[Rows taken from a box labeling dataset]
▬▬▬
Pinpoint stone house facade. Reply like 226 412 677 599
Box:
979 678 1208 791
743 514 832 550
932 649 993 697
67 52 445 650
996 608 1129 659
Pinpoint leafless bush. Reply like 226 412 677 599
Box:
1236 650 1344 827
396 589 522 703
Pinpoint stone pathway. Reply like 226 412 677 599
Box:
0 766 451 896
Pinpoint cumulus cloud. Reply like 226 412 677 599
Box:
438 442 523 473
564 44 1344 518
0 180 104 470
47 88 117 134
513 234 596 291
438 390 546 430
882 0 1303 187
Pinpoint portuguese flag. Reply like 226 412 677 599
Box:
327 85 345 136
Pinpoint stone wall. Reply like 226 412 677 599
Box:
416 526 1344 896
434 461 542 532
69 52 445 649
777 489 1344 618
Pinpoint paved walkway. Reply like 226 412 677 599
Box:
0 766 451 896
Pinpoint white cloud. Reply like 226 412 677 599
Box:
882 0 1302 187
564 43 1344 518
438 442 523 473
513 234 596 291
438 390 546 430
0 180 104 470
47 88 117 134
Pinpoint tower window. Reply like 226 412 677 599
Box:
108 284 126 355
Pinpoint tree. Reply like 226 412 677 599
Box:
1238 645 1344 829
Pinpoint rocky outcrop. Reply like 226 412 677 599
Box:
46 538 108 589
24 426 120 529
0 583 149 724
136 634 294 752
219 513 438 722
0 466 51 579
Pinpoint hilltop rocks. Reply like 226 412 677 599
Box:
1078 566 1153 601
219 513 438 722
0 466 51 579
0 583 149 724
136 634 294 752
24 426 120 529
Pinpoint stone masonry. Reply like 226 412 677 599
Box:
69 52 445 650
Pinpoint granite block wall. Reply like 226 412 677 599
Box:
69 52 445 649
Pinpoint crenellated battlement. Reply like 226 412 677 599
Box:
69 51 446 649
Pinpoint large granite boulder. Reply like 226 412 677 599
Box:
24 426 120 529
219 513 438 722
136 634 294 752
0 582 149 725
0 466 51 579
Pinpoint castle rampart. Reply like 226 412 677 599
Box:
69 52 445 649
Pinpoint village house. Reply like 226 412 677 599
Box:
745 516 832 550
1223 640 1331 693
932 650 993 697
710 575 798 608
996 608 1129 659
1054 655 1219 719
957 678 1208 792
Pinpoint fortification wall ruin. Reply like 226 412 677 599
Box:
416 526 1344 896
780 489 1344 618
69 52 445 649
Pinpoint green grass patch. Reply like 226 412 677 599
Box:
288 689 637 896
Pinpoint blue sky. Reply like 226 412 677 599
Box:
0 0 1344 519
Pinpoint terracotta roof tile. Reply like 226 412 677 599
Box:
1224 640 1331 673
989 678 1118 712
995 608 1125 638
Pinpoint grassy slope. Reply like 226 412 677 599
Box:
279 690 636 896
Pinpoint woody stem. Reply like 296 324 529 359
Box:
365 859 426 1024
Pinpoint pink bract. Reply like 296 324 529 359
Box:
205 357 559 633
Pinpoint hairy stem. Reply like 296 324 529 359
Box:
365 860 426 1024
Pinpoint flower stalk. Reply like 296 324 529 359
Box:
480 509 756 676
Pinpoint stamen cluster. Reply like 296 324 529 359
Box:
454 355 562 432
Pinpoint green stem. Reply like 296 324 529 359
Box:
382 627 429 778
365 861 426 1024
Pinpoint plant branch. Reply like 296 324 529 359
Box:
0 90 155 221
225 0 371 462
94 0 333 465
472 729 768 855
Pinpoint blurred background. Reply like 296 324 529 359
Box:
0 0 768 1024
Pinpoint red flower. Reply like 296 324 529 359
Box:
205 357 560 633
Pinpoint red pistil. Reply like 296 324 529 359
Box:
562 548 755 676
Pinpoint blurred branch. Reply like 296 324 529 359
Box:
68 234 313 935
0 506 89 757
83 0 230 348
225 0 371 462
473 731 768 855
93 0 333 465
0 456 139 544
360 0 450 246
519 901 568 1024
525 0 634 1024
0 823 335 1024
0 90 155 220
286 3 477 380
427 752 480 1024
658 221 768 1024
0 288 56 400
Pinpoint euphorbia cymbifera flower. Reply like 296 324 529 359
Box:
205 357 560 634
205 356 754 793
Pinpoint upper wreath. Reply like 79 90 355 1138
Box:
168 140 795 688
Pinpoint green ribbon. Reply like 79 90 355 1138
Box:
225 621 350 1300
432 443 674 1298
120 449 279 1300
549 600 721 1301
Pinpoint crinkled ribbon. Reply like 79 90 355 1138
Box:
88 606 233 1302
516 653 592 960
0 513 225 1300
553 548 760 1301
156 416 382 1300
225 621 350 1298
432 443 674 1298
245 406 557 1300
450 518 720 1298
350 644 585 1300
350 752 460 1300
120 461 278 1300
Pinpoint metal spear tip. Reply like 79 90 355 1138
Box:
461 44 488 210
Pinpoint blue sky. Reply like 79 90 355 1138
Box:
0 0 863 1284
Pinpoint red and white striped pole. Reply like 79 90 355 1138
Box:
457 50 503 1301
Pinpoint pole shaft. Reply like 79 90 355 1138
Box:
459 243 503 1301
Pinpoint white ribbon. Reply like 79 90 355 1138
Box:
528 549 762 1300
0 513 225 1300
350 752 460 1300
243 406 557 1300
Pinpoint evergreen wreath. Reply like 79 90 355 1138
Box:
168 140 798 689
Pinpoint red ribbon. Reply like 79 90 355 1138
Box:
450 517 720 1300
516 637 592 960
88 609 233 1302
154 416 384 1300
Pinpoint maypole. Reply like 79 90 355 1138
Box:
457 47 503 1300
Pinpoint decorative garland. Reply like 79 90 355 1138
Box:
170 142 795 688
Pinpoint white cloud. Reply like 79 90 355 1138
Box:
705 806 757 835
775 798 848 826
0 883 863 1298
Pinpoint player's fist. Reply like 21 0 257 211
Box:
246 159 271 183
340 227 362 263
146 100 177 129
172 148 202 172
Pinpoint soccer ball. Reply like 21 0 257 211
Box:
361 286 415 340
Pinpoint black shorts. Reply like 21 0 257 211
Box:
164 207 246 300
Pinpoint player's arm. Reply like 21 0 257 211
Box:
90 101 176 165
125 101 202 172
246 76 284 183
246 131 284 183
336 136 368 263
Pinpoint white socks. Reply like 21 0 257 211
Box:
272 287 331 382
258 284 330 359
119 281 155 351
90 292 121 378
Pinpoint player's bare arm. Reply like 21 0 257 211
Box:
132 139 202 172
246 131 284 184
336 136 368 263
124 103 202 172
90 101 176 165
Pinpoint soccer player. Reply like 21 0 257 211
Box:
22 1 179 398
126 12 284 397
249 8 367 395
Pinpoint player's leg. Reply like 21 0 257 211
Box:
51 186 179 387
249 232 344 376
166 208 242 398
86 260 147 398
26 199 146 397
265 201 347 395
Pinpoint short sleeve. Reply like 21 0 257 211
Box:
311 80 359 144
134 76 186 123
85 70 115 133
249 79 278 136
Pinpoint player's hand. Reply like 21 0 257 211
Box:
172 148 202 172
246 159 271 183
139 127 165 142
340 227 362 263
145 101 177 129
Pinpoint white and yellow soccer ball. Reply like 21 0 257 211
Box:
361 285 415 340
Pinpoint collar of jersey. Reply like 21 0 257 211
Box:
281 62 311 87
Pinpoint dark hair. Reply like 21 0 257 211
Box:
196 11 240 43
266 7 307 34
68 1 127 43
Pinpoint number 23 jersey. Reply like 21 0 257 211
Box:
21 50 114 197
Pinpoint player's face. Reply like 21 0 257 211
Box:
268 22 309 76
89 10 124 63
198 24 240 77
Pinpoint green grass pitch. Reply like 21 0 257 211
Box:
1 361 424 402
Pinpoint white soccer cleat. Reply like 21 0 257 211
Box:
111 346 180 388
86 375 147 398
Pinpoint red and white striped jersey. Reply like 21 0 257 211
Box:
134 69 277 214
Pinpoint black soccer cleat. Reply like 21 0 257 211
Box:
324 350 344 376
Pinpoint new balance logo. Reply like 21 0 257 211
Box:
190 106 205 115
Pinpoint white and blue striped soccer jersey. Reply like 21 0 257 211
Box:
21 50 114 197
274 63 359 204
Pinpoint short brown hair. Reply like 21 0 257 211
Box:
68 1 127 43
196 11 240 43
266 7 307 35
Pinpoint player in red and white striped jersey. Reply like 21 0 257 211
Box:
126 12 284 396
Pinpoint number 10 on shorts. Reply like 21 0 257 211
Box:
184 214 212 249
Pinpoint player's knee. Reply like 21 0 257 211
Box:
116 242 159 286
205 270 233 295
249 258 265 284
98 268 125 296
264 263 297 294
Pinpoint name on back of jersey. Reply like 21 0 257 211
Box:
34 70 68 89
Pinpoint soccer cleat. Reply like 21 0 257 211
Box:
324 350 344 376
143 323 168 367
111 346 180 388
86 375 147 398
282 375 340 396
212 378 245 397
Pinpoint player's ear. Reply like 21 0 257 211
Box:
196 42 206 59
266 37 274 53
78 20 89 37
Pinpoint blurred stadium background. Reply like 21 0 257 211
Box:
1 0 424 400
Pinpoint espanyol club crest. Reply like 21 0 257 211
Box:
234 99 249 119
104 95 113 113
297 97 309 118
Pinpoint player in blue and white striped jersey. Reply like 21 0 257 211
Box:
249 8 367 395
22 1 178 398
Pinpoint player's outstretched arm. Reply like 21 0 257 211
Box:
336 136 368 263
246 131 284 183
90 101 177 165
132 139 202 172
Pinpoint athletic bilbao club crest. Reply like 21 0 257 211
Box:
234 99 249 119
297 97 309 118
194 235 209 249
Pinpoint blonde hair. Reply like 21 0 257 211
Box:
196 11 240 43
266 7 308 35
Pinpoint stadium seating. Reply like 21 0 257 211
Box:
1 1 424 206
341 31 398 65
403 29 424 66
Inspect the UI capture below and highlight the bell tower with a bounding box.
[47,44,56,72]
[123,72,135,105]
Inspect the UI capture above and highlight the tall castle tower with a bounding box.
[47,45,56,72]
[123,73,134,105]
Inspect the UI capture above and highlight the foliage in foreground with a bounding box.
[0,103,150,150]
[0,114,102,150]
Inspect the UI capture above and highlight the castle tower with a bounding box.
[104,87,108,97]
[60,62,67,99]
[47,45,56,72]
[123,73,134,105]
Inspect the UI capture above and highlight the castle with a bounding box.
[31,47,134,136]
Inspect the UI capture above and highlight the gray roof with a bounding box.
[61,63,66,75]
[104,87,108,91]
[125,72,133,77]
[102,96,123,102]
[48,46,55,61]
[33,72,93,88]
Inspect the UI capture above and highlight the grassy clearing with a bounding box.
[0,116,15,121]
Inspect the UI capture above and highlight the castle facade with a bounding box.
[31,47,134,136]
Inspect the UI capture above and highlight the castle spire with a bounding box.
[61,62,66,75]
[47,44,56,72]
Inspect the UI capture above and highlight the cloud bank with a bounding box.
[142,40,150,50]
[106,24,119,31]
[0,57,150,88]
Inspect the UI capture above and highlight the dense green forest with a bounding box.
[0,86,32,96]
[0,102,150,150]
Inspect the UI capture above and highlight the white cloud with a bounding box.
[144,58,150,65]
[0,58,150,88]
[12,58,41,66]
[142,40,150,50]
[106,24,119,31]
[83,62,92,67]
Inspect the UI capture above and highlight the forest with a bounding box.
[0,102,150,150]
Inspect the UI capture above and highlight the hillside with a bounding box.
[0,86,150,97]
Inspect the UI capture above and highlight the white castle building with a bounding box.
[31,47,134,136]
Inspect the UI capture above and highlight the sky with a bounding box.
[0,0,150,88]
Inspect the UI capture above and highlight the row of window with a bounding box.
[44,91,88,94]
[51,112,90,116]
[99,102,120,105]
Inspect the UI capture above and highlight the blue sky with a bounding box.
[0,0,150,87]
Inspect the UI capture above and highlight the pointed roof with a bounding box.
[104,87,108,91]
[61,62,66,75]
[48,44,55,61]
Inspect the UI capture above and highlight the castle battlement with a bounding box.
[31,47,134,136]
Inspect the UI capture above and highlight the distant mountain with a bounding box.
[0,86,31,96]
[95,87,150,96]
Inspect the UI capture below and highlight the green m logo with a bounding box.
▬▬▬
> WHAT IS BEING ASKED
Reproduce the material above word for word, beginning at the line that contains "Pinpoint leafless bush." and stopping after the line that contains "1238 645 1344 829".

> SOLUTION TO THE EXERCISE
Pinpoint leafless bush. Reply like 226 412 677 599
Box:
1236 650 1344 827
396 589 522 703
Pinpoint stone pathway. Reply like 226 412 677 599
Box:
0 766 451 896
Pinpoint cumulus cloud. Reply like 226 412 677 599
Box:
438 442 523 473
564 44 1344 518
0 180 104 470
47 88 117 134
513 234 596 291
438 390 546 430
882 0 1303 187
Pinpoint portuguese flag. Reply like 226 412 677 599
Box:
327 85 345 136
Pinpoint stone wall. Reply like 226 412 677 599
Box:
416 526 1344 896
434 461 542 532
69 52 445 649
777 489 1344 618
Pinpoint paved walkway. Reply like 226 412 677 599
Box:
0 766 451 896
Pinpoint white cloud. Reply like 226 412 677 599
Box:
882 0 1302 187
564 43 1344 518
438 442 523 473
513 234 596 291
438 390 546 430
0 180 104 470
47 88 117 134
Pinpoint tower window. Reply like 226 412 677 599
Box:
108 284 126 355
Pinpoint tree. Reply like 226 412 677 599
Box:
1238 645 1344 829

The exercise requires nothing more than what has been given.